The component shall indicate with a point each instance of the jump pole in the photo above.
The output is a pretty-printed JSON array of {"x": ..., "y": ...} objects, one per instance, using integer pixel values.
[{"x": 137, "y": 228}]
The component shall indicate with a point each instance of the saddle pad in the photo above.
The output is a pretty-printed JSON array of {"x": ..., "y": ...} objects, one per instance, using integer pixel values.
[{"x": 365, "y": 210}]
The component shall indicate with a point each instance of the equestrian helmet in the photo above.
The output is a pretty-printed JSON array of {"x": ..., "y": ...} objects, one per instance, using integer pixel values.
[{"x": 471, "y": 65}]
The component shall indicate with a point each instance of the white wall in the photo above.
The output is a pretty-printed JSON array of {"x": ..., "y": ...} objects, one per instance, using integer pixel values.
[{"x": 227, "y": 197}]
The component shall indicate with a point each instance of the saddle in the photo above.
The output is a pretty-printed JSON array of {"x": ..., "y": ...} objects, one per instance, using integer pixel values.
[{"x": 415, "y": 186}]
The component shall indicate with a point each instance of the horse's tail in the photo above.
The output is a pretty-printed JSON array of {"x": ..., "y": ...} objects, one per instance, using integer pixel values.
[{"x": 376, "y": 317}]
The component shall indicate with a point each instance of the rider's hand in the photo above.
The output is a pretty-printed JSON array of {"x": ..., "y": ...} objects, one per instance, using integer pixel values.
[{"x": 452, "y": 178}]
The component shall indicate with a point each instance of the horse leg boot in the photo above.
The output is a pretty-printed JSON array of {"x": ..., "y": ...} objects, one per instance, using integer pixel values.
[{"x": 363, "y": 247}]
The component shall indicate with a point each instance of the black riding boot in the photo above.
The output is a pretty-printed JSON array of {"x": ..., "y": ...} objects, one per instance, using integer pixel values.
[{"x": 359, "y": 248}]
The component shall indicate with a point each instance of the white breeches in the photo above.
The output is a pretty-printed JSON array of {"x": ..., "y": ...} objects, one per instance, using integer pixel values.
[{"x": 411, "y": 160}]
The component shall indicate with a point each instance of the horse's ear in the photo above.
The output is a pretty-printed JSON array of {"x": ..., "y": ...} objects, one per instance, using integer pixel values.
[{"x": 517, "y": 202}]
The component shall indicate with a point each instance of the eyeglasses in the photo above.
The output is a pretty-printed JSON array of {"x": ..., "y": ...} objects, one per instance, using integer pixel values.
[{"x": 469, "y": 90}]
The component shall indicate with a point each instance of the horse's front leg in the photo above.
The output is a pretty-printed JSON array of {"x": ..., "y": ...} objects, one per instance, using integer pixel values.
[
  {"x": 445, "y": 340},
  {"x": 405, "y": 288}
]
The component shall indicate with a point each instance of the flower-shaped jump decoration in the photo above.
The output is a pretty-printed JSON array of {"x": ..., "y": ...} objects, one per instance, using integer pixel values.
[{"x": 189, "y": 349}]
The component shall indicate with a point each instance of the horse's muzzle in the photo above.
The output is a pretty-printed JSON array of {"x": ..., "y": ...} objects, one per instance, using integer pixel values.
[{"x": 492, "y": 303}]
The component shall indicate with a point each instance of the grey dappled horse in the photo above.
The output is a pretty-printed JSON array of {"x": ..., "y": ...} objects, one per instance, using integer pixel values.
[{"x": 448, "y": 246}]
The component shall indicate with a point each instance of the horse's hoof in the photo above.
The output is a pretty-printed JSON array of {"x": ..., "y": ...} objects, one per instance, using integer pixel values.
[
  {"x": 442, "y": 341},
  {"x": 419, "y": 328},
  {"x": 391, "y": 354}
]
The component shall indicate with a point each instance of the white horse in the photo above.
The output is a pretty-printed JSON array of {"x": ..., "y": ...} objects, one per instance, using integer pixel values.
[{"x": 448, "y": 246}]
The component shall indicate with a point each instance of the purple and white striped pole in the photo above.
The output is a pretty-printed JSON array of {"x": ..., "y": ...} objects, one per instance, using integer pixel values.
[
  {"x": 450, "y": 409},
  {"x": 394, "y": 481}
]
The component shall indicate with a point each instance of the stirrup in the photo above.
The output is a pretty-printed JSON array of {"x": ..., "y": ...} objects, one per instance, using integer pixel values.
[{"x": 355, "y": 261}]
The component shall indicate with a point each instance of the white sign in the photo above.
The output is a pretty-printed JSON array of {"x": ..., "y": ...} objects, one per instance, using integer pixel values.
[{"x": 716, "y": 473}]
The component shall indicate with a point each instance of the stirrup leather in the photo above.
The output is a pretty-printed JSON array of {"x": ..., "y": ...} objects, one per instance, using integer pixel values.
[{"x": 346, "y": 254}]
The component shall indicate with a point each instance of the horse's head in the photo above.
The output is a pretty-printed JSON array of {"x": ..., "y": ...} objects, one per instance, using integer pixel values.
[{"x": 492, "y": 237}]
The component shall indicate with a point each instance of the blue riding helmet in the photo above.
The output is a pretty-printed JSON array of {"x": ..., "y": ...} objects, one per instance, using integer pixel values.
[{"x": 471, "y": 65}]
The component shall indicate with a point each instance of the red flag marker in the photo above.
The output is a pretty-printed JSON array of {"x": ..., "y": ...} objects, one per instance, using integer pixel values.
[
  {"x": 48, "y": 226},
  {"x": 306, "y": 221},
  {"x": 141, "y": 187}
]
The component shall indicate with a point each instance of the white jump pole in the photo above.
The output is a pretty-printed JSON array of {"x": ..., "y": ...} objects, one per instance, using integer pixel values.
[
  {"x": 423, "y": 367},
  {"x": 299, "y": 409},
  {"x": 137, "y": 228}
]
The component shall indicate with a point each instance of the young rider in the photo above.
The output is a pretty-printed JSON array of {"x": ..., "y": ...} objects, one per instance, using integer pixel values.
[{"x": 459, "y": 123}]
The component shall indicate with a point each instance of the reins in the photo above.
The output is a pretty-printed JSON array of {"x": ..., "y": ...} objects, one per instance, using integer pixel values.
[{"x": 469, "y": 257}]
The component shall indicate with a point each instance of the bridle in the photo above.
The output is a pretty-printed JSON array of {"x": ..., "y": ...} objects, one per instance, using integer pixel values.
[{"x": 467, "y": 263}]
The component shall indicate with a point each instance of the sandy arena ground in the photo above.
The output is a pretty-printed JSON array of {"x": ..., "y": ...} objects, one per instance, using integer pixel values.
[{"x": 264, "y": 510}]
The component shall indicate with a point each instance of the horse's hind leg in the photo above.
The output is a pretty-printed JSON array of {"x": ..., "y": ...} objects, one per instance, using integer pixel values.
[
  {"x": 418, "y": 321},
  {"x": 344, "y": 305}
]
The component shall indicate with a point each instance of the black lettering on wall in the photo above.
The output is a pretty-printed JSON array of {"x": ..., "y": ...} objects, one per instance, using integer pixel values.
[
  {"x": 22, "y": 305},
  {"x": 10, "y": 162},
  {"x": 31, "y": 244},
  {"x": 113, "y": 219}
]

───

### Instruction
Copy all of the entries above verbatim, reproducing every line unchanged.

### Output for this task
The component shall indicate with a point each instance of the jump pole in the photo above.
The output is a pretty-printed JSON array of {"x": ..., "y": ...} objects, one per instance, using integer pixel values.
[{"x": 137, "y": 228}]
The component shall indicate with a point each instance of the saddle pad in the photo above.
The output is a pretty-printed JSON array of {"x": ..., "y": ...} objects, one per instance, using integer pixel values.
[{"x": 365, "y": 210}]
The component shall indicate with a point each instance of the equestrian helmet in the photo above.
The output is a pretty-printed JSON array of {"x": ..., "y": ...} objects, one per instance, using integer pixel values.
[{"x": 471, "y": 65}]
The component shall indicate with a point each instance of the white wall in the photo above.
The output is a pretty-printed JSON array of {"x": ..., "y": ...} objects, one per instance, using integer pixel values.
[{"x": 227, "y": 197}]
The component shall indicate with a point each instance of the saddle in the photo above.
The output is a pretty-printed JSON array of {"x": ..., "y": ...} objects, one per instance, using integer pixel values.
[{"x": 415, "y": 186}]
The component shall indicate with a point each instance of the horse's tail in the photo above.
The output is a pretty-printed JSON array of {"x": ..., "y": ...} objects, one per instance, using integer pixel values.
[{"x": 376, "y": 317}]
The component shall indicate with a point each instance of the rider's hand in the photo above.
The output is a pretty-printed JSON array of {"x": ..., "y": ...} objects, one per instance, using integer pixel values.
[{"x": 452, "y": 178}]
The component shall indicate with a point each instance of the horse leg boot in the photo above.
The output is a pretty-printed JSON array of {"x": ..., "y": ...} objects, one per instance, using integer pixel values.
[{"x": 363, "y": 247}]
The component shall indicate with a point each instance of the black riding boot in the photo above.
The output is a pretty-printed JSON array of {"x": ..., "y": ...} objects, one per instance, using integer pixel values.
[{"x": 359, "y": 248}]
The component shall indicate with a point each instance of the white breeches in the photo above.
The output is a pretty-printed JSON array of {"x": ..., "y": ...} objects, one per instance, using integer pixel values.
[{"x": 411, "y": 160}]
The component shall indicate with a point each instance of the horse's ear in the photo above.
The output is a pretty-printed JSON array of {"x": ..., "y": ...} objects, one per instance, using integer pixel values.
[{"x": 517, "y": 202}]
The component shall indicate with a point each instance of the eyeglasses in the photo above.
The output is a pretty-printed JSON array of {"x": ..., "y": ...} objects, one per instance, using integer pixel values.
[{"x": 469, "y": 90}]
The component shall indicate with a point each instance of the horse's front leg in the photo above.
The output is a pretty-printed JSON array of {"x": ..., "y": ...} objects, one per instance, using integer pixel values.
[
  {"x": 445, "y": 340},
  {"x": 405, "y": 288}
]
The component shall indicate with a point each instance of the flower-shaped jump decoration in the photo above.
The output is a pretty-printed JSON array of {"x": ..., "y": ...} objects, one per instance, using integer pixel values.
[{"x": 189, "y": 349}]
The component shall indicate with a point each instance of the horse's muzzle in the photo above.
The output is a pretty-printed JSON array of {"x": ..., "y": ...} objects, one per instance, using integer pixel values.
[{"x": 492, "y": 303}]
The component shall indicate with a point each instance of the grey dappled horse in the photo above.
The output is a pretty-printed JSON array of {"x": ..., "y": ...} objects, one per instance, using integer pixel values.
[{"x": 448, "y": 246}]
The component shall indicate with a point each instance of the horse's hoof in the photo above.
The output is a pretty-printed JSON array of {"x": ..., "y": ...} objects, one per instance, using integer pixel values.
[
  {"x": 442, "y": 341},
  {"x": 419, "y": 328},
  {"x": 391, "y": 354}
]
The component shall indicate with a point each instance of the white horse in the photo above.
The output is a pretty-printed JSON array of {"x": ..., "y": ...} objects, one per instance, using integer pixel values.
[{"x": 448, "y": 246}]
The component shall indicate with a point each instance of the purple and white striped pole in the photo above.
The output is a pretty-printed JSON array of {"x": ..., "y": ...} objects, one per instance, using integer pixel values.
[
  {"x": 450, "y": 409},
  {"x": 394, "y": 481}
]
The component shall indicate with a point each instance of the stirrup in the photo above.
The output is a pretty-printed JSON array of {"x": ..., "y": ...} objects, one per instance, using integer pixel values.
[{"x": 355, "y": 261}]
The component shall indicate with a point each instance of the white sign in the photo above.
The output is a pretty-printed JSON array of {"x": ..., "y": ...} objects, one per instance, using integer pixel values.
[{"x": 716, "y": 473}]
The component shall indicate with a point each instance of the stirrup leather in the photo above.
The output is a pretty-printed JSON array of {"x": ..., "y": ...} objects, one per instance, using integer pixel values.
[{"x": 346, "y": 254}]
The component shall indicate with a point each instance of the horse's head in the photo above.
The output is a pretty-printed JSON array of {"x": ..., "y": ...} objects, one per instance, using integer pixel values.
[{"x": 492, "y": 237}]
The component shall indicate with a point each instance of the blue riding helmet in the photo above.
The output is a pretty-printed JSON array of {"x": ..., "y": ...} objects, one per instance, using integer pixel values.
[{"x": 471, "y": 65}]
The component shall indicate with a point each instance of the red flag marker in the photo above.
The output is a pretty-printed JSON array of {"x": ..., "y": ...} objects, one per instance, using integer pixel values.
[
  {"x": 48, "y": 226},
  {"x": 306, "y": 221},
  {"x": 141, "y": 187}
]
The component shall indicate with a point each instance of the white jump pole in the photo above.
The output is a pretty-printed JSON array of {"x": ..., "y": ...} objects, one per instance, using integer pixel values.
[
  {"x": 423, "y": 367},
  {"x": 299, "y": 409},
  {"x": 137, "y": 228}
]
The component shall indicate with a point each instance of the young rider in the photo above.
The output is a pretty-printed JSON array of {"x": ..., "y": ...} objects, one per instance, using integer pixel values.
[{"x": 459, "y": 123}]
The component shall indicate with a point each instance of the reins in the photo above.
The output is a pretty-printed JSON array of {"x": ..., "y": ...} objects, one per instance, using integer pixel values.
[{"x": 469, "y": 257}]
The component shall indicate with a point each instance of the bridle in the photo above.
The output is a pretty-printed JSON array of {"x": ..., "y": ...} objects, one per instance, using integer pixel values.
[{"x": 467, "y": 263}]
The component shall indicate with a point each instance of the sandy arena ground in the photo above.
The output is a pretty-printed JSON array of {"x": ..., "y": ...} objects, one per instance, using integer pixel values.
[{"x": 264, "y": 510}]
The component shall indicate with a point each instance of the horse's hind leg in the photo above.
The output is a pretty-printed JSON array of {"x": ..., "y": ...} objects, one per instance, using integer pixel values.
[
  {"x": 418, "y": 321},
  {"x": 344, "y": 305}
]
The component shall indicate with a point each instance of the black lettering on wall in the photo above.
The output is a pretty-printed JSON array of {"x": ..., "y": ...} objects, one per instance, using integer pixel values.
[
  {"x": 22, "y": 305},
  {"x": 10, "y": 162},
  {"x": 31, "y": 244},
  {"x": 113, "y": 219}
]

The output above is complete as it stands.